> Dataset excerpts:
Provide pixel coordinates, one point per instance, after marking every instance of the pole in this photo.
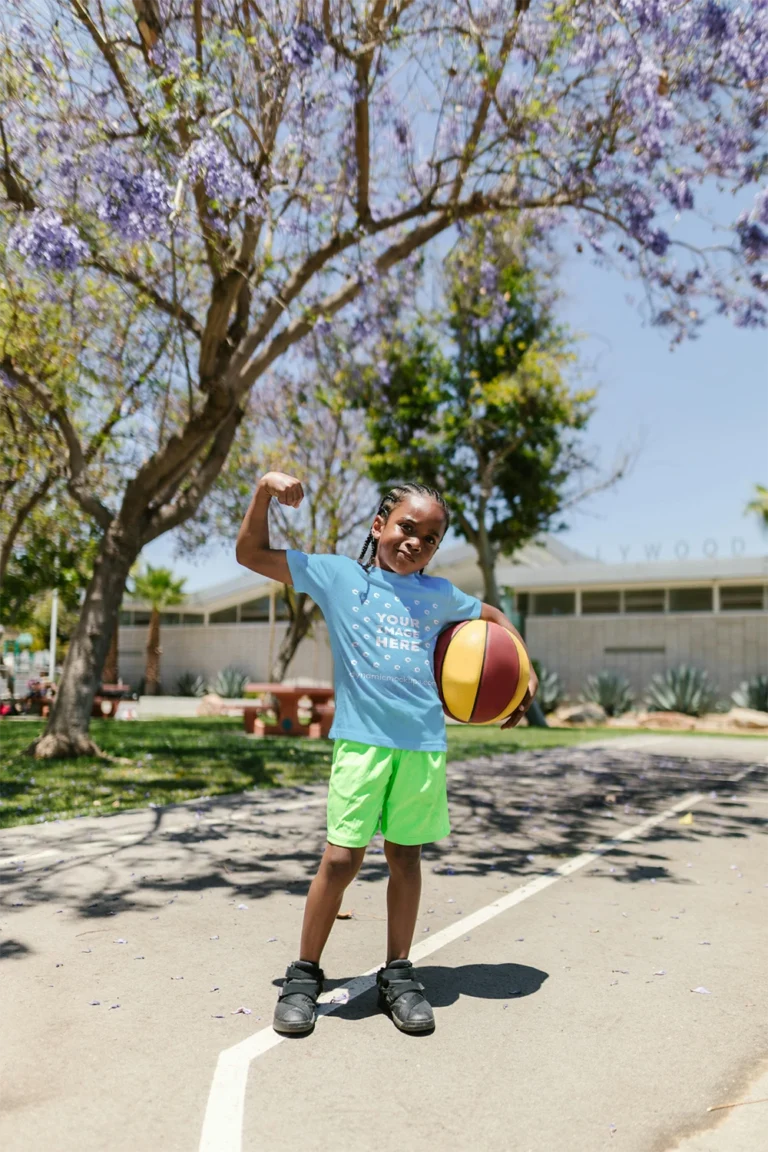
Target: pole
(52, 642)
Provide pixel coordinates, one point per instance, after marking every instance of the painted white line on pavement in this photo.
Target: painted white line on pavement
(222, 1124)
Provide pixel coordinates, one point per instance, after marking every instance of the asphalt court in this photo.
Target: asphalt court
(565, 1022)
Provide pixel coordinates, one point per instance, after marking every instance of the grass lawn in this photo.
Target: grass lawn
(169, 760)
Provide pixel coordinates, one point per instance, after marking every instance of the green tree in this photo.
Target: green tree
(760, 503)
(477, 402)
(157, 588)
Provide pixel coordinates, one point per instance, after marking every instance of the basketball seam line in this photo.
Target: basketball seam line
(477, 691)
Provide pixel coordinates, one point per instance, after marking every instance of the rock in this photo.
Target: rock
(579, 713)
(747, 718)
(210, 705)
(675, 720)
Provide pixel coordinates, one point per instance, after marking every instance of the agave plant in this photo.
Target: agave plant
(752, 694)
(610, 690)
(683, 689)
(189, 684)
(230, 682)
(550, 689)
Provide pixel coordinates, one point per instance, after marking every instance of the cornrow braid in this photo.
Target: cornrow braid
(395, 495)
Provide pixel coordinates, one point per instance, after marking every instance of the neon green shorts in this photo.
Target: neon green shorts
(401, 791)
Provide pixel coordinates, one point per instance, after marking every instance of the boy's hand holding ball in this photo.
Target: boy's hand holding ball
(284, 489)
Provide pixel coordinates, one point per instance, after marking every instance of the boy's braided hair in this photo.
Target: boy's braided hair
(395, 495)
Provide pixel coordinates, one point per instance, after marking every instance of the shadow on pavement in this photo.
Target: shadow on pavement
(515, 816)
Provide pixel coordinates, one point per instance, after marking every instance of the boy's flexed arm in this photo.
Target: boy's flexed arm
(499, 618)
(252, 548)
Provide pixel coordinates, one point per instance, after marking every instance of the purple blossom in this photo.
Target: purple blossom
(223, 177)
(305, 44)
(714, 20)
(137, 204)
(47, 242)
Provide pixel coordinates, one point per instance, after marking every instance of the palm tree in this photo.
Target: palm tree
(158, 588)
(760, 503)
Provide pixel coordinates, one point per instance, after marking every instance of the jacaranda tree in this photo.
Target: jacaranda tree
(242, 171)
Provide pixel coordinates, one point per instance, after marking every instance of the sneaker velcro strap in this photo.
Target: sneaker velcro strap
(395, 988)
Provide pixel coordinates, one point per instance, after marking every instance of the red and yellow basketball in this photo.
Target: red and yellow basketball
(481, 669)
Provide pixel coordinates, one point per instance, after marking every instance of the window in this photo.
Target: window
(594, 604)
(742, 598)
(690, 599)
(226, 616)
(644, 599)
(554, 604)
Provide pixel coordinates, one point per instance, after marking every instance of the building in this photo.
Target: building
(579, 616)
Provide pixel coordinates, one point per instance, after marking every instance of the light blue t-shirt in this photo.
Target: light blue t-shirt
(382, 629)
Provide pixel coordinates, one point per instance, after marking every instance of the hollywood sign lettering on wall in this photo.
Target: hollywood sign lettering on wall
(682, 550)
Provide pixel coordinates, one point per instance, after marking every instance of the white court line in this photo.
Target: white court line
(222, 1124)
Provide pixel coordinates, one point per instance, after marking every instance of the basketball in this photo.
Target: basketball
(481, 671)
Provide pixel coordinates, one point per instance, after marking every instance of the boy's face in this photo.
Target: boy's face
(409, 539)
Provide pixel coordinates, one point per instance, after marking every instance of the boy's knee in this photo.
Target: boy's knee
(403, 857)
(342, 863)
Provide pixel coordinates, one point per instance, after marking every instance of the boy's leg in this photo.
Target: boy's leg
(296, 1007)
(337, 869)
(403, 895)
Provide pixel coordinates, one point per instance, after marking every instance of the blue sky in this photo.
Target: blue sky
(698, 415)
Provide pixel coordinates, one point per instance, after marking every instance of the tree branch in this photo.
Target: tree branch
(166, 517)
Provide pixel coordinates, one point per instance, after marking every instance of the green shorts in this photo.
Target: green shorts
(401, 791)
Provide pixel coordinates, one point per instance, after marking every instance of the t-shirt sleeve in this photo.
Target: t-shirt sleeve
(312, 574)
(462, 606)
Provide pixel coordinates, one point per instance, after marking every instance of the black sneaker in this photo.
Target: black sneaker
(295, 1012)
(402, 997)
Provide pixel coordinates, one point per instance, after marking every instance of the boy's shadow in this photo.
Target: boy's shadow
(445, 985)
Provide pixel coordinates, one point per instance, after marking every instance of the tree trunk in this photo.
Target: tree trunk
(111, 674)
(67, 732)
(487, 560)
(152, 673)
(303, 616)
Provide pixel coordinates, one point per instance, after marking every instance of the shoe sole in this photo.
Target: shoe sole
(293, 1029)
(412, 1030)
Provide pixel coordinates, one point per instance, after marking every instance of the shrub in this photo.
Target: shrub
(610, 690)
(683, 689)
(550, 689)
(230, 682)
(191, 684)
(752, 694)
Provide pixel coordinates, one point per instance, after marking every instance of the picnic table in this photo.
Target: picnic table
(284, 698)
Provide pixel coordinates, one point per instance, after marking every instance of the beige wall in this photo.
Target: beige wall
(208, 649)
(730, 646)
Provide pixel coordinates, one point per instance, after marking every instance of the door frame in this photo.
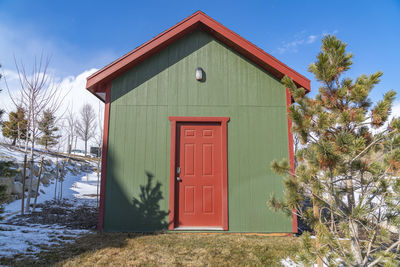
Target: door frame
(224, 165)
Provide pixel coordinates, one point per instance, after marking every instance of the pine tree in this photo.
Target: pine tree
(348, 166)
(16, 127)
(47, 127)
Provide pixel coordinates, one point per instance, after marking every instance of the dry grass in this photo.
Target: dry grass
(171, 249)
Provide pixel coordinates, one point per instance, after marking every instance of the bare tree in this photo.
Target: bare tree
(71, 128)
(38, 91)
(86, 126)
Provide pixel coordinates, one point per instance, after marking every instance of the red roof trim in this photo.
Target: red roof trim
(97, 81)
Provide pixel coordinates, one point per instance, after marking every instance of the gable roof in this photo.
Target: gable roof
(96, 83)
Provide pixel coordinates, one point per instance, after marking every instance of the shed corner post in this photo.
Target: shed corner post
(100, 224)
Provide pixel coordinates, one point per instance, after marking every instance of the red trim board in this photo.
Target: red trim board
(100, 225)
(291, 152)
(97, 81)
(223, 121)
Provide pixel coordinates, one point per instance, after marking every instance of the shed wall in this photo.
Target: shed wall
(143, 98)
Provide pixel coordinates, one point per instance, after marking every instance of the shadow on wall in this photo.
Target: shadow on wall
(146, 208)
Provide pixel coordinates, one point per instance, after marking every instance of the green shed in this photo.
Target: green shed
(193, 119)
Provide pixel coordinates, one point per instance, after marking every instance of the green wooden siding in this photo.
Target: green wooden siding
(139, 133)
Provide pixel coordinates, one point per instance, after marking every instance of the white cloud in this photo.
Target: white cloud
(72, 87)
(300, 39)
(311, 39)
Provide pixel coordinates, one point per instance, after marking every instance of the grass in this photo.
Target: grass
(166, 249)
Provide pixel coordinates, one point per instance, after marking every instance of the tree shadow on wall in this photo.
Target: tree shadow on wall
(147, 209)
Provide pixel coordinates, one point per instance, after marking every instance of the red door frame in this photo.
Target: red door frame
(224, 167)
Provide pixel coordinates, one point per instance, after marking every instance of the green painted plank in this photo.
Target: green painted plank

> About this exercise: Among the entries above, the line containing "lawn in this photo.", the line containing "green tree in this photo.", and all lines between them are to be restated word for word; nothing else belongs in the reply.

> Expected answer:
Provide pixel coordinates, one point per instance, after marking every instance of the grass lawn in this photo.
Target: grass lawn
(169, 760)
Provide pixel coordinates, one point per instance, after marking every instance of the green tree in this photo.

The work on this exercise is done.